==== Given passage ====

Anyone who possesses a large enough store of data can reasonably expect to glean powerful insights from it. These insights are more often than not used to enhance advertising revenues or ensure greater customer stickiness. In other instances, they’ve been subverted to alter our political preferences and manipulate us into taking decisions we otherwise may not have.
The ability to generate insights places those who have access to these data sets at a distinct advantage over those whose data is contained within them. It allows the former to benefit from the data in ways that the latter may not even have thought possible when they consented to provide it. Given how easily these insights can be used to harm those to whom it pertains, there is a need to mitigate the effects of this data asymmetry.
Privacy law attempts to do this by providing data principals with tools they can use to exert control over their personal data. It requires data collectors to obtain informed consent from data principals before collecting their data and forbids them from using it for any purpose other than that which has been previously notified. This is why, even if that consent has been obtained, data fiduciaries cannot collect more data than is absolutely necessary to achieve the stated purpose and are only allowed to retain that data for as long as is necessary to fulfil the stated purpose.
In India, we’ve gone one step further and built techno-legal solutions to help reduce this data asymmetry. The Data Empowerment and Protection Architecture (DEPA) framework makes it possible to extract data from the silos in which they reside and transfer it on the instructions of the data principal to other entities, which can then use it to provide other services to the data principal. This data micro-portability dilutes the historical advantage that incumbents enjoy on account of collecting data over the entire duration of their customer engagement. It eliminates data asymmetries by establishing the infrastructure that creates a competitive market for data-based services, allowing data principals to choose from a range of options as to how their data could be used for their benefit by service providers.

==== Excerpted records ====

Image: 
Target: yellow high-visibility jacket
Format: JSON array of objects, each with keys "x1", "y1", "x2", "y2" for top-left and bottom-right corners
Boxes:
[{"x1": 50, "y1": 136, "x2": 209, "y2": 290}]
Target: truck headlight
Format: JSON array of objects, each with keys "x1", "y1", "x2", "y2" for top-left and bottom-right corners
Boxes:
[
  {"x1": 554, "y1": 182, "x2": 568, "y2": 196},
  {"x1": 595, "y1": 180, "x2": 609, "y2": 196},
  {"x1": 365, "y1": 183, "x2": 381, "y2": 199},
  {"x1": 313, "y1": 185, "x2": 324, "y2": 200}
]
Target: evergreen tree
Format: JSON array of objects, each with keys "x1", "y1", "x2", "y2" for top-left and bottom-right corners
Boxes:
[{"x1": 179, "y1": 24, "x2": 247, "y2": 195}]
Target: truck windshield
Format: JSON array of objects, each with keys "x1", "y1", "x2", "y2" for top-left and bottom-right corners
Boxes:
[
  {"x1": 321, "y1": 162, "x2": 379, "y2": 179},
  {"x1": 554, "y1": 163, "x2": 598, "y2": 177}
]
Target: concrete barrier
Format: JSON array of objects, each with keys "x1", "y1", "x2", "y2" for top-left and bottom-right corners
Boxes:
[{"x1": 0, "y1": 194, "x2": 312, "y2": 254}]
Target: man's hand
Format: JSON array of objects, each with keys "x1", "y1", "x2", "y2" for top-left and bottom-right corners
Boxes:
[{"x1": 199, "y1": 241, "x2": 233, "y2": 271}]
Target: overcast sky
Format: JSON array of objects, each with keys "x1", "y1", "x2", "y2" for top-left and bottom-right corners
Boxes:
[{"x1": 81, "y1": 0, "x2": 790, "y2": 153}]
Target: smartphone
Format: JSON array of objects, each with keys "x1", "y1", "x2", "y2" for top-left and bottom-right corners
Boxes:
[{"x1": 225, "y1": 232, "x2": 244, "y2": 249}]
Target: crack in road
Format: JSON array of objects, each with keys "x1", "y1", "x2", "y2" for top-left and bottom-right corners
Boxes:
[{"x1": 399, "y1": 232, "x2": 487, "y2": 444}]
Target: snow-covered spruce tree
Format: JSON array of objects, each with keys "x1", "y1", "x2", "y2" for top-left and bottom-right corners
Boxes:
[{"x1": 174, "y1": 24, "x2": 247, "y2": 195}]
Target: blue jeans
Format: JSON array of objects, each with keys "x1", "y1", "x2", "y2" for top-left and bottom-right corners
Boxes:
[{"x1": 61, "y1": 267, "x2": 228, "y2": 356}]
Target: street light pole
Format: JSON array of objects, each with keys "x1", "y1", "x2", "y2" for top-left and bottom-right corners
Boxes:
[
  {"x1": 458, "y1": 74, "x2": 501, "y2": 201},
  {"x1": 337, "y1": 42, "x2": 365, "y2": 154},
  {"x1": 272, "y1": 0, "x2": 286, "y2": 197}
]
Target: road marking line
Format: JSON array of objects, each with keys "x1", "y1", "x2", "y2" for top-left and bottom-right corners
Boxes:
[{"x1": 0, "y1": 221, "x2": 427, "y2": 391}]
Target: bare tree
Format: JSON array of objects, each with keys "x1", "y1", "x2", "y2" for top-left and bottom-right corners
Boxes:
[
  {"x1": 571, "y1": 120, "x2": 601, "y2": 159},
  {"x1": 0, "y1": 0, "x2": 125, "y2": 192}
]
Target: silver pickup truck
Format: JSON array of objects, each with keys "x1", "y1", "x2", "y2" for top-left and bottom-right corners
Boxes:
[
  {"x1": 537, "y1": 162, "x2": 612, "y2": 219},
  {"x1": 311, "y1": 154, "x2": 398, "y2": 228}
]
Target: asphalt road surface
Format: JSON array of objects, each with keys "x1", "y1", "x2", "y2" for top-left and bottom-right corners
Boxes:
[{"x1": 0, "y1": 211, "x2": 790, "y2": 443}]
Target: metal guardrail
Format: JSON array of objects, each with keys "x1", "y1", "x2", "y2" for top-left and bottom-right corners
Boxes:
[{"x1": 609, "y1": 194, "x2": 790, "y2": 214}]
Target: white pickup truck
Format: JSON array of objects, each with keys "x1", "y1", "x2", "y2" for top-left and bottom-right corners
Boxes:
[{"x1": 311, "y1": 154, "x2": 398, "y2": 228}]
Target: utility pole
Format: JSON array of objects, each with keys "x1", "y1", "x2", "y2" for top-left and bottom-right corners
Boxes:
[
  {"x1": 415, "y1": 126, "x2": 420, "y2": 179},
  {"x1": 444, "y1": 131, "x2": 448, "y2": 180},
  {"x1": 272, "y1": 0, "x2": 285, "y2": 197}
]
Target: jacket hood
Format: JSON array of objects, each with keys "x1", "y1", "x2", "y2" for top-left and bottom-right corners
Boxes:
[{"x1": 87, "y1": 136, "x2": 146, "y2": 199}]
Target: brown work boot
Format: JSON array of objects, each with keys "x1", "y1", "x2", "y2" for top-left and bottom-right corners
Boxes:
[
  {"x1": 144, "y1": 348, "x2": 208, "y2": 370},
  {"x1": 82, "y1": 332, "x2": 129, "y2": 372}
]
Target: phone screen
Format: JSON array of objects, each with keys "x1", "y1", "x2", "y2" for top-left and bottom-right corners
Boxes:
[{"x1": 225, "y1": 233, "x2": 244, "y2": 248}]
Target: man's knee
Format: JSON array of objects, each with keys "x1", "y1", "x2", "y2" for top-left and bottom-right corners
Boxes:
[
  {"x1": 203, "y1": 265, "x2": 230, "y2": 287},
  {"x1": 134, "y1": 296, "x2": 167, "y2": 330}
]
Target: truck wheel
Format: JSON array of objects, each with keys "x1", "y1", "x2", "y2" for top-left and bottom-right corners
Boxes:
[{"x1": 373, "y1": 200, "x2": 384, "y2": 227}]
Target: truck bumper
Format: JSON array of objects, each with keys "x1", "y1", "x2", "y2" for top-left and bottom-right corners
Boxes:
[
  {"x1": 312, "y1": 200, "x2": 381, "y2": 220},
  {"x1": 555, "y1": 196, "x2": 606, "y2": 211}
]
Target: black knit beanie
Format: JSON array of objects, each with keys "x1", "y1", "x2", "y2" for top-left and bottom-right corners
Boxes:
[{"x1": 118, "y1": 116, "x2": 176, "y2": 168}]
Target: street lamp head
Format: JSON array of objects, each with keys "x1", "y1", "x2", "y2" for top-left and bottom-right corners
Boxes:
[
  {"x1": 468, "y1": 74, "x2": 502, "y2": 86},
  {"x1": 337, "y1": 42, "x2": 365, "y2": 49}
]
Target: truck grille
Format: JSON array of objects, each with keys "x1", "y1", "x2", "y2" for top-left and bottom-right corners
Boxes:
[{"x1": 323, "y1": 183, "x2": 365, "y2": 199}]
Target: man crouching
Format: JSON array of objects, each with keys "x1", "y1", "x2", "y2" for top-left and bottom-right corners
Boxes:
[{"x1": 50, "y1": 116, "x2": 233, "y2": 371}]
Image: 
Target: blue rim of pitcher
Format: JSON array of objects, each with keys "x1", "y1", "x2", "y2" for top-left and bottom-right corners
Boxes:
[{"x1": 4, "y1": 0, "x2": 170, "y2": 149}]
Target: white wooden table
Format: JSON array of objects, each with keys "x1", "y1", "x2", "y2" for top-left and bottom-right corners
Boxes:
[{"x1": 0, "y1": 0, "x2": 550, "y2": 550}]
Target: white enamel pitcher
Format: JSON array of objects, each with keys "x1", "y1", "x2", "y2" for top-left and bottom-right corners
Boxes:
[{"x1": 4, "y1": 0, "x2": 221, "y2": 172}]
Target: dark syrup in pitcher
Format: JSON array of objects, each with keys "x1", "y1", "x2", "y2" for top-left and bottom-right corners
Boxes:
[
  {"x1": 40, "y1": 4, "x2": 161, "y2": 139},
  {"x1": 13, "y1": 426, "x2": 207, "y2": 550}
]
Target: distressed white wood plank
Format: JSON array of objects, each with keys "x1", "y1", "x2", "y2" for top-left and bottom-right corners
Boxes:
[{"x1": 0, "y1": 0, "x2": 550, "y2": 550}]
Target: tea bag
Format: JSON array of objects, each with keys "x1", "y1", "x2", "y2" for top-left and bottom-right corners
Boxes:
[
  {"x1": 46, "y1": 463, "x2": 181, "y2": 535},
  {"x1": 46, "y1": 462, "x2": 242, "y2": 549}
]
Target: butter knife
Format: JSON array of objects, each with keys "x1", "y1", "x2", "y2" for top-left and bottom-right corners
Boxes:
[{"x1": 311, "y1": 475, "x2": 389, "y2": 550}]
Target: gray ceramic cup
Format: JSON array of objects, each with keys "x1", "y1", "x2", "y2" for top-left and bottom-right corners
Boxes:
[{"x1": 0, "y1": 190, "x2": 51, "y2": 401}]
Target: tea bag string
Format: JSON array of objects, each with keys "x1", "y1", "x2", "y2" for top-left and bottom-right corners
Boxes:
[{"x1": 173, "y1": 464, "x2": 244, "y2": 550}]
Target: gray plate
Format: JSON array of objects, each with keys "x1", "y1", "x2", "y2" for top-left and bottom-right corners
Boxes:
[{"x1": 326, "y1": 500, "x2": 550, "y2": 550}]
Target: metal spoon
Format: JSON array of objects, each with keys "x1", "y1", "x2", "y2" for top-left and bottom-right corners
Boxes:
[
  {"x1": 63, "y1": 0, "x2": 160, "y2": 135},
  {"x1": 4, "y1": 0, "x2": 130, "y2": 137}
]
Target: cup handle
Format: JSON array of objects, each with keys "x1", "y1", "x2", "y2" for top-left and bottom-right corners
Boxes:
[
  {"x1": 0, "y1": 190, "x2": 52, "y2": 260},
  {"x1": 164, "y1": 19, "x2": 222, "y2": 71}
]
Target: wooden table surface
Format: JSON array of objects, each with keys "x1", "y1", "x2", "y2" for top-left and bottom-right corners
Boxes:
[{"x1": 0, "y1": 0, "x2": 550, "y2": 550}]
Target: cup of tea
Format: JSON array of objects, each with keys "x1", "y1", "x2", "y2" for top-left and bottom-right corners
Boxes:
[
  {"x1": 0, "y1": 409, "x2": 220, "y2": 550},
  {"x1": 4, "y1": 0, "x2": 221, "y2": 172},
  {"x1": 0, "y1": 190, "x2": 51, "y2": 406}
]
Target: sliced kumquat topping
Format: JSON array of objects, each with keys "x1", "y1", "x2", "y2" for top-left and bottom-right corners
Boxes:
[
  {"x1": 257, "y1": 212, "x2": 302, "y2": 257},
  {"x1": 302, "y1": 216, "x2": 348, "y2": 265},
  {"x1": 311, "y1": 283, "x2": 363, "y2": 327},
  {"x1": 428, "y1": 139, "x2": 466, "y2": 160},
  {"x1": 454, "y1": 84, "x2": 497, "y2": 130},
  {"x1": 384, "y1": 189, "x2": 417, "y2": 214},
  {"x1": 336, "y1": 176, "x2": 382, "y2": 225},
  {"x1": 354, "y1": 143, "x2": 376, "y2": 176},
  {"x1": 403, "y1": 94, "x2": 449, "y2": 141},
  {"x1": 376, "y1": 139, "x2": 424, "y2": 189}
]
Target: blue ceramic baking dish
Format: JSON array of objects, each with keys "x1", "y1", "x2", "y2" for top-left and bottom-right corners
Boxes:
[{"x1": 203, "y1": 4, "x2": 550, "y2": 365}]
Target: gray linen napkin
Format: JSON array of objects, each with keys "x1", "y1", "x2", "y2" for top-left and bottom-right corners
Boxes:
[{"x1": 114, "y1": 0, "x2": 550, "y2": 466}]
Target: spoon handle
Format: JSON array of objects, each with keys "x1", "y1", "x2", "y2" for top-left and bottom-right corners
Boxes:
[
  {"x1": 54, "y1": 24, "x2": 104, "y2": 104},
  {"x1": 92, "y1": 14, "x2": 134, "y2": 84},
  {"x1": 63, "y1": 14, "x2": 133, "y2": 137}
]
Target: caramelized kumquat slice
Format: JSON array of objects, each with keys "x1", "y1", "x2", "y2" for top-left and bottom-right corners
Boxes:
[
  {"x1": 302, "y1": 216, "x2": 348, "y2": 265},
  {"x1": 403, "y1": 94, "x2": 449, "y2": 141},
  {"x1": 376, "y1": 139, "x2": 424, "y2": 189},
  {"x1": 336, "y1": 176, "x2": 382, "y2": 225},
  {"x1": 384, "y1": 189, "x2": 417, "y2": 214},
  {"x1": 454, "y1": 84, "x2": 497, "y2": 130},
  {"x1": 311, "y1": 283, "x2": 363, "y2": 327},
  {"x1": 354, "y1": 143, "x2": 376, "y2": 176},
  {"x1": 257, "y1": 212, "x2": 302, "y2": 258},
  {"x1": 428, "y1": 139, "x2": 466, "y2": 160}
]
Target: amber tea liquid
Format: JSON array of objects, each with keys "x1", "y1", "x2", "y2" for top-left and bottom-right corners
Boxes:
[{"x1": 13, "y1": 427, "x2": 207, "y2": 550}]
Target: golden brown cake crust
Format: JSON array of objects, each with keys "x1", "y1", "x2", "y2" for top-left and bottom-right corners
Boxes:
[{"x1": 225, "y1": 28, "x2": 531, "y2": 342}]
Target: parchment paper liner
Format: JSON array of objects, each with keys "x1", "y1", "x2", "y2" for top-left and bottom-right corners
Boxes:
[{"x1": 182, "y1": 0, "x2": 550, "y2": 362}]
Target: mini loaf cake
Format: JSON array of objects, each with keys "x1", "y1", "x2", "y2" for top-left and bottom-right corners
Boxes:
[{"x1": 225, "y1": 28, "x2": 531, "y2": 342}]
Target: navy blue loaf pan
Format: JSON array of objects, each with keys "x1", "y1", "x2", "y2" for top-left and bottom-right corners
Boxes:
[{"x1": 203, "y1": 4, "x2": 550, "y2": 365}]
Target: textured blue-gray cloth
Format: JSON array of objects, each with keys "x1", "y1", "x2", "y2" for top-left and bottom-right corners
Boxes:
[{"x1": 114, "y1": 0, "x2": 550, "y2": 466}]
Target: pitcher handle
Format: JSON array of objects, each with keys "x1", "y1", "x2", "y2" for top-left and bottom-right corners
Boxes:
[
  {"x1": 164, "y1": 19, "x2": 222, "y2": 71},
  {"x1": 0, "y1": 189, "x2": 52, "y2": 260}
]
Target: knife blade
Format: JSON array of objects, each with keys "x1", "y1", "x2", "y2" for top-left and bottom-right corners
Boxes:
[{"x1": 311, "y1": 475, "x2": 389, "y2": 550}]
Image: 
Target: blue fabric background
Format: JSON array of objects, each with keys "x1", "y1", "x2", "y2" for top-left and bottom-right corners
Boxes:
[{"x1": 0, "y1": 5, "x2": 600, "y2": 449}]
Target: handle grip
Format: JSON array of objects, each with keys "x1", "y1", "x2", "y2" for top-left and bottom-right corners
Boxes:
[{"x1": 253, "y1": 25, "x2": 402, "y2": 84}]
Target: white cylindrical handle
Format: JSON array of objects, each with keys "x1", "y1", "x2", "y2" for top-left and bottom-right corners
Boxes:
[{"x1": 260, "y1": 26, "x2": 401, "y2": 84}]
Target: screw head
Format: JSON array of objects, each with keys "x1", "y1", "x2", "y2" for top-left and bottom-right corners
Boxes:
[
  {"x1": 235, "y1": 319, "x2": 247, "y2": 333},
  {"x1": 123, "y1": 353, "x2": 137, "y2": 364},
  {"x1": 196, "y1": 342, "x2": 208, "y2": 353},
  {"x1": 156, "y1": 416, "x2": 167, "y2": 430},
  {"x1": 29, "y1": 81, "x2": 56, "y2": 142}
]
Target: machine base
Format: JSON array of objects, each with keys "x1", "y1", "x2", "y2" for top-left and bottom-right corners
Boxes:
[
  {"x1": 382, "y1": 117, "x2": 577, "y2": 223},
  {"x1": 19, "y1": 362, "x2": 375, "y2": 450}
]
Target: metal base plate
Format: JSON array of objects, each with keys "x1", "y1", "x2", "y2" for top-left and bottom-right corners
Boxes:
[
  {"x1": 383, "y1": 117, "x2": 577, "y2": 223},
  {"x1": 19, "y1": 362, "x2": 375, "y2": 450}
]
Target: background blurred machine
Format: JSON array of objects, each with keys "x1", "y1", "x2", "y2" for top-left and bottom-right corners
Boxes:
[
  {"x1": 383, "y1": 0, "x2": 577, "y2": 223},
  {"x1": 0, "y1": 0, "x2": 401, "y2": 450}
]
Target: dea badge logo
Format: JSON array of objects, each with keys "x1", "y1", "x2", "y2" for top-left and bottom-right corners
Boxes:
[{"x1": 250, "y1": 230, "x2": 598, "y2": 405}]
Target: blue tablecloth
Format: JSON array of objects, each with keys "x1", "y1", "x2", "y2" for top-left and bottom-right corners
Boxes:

====

== Work to complete ==
Resume the passage on data asymmetry and privacy law above, picking up after its last sentence.

== Written answer ==
This, however, is not the only type of asymmetry we have to deal with in this age of big data. In a recent article, Stefaan Verhulst of GovLab at New York University pointed out that it is no longer enough to possess large stores of data—you need to know how to effectively extract value from it. Many businesses might have vast stores of data that they have accumulated over the years they have been in operation, but very few of them are able to effectively extract useful signals from that noisy data.
Without the know-how to translate data into actionable information, merely owning a large data set is of little value.
Unlike data asymmetries, which can be mitigated by making data more widely available, information asymmetries can only be addressed by radically democratizing the techniques and know-how that are necessary for extracting value from data. This know-how is largely proprietary and hard to access even in a fully competitive market. What’s more, in many instances, the computation power required far exceeds the capacity of entities for whom data analysis is not the main purpose of their business.
That said, we have in the recent past begun to see new marketplaces that address this requirement—platforms that offer access to off-the-shelf models and AI algorithms that can be used to extract value from a range of different data sets. The resulting democratization of data science has made it possible for ordinary businesses to extract value from the data they own in ways that was not previously possible. This, in turn, has begun to chip away at the information asymmetry that separated those with technical knowledge from those with data.
Before we close, there is one other type of asymmetry that is often discussed in the context of data. As technology improves, the decisions taken by or based on the suggestions of algorithms will impact us in increasingly significant ways. Today, AI is used to determine our eligibility for loans, the value of our insurance premiums and even the nature and duration of prison sentences. Each of these decisions has an effect on the lives and livelihoods of ordinary people—and any bias inherent in the algorithm can unfairly prejudice those to whom the decision applies. This is particularly true of so-called ‘black box’ algorithms in which the rational for decisions remains opaque even to the programme’s operator. This inability to understand how automated decisions are taken is what Verhulst refers to as intelligence asymmetry—and needs to be addressed to prevent harm on account of algorithmic bias.
The regulatory response to this has traditionally been to require that automated decisions be accompanied by an explanation of the basis on which that decision was arrived at. But explainability is often a trade-off against accuracy. Algorithms whose decisions can be explained are more often than not less accurate than those whose decisions take place inexplicably—in a black-box.
But is this a trade-off we are willing to make? What if a black box algorithm can accurately diagnose the lesion on your skin as malignant far sooner than any human radiologist can hope to. Would you still insist that life-saving algorithms should not exist because their decisions can’t be explained?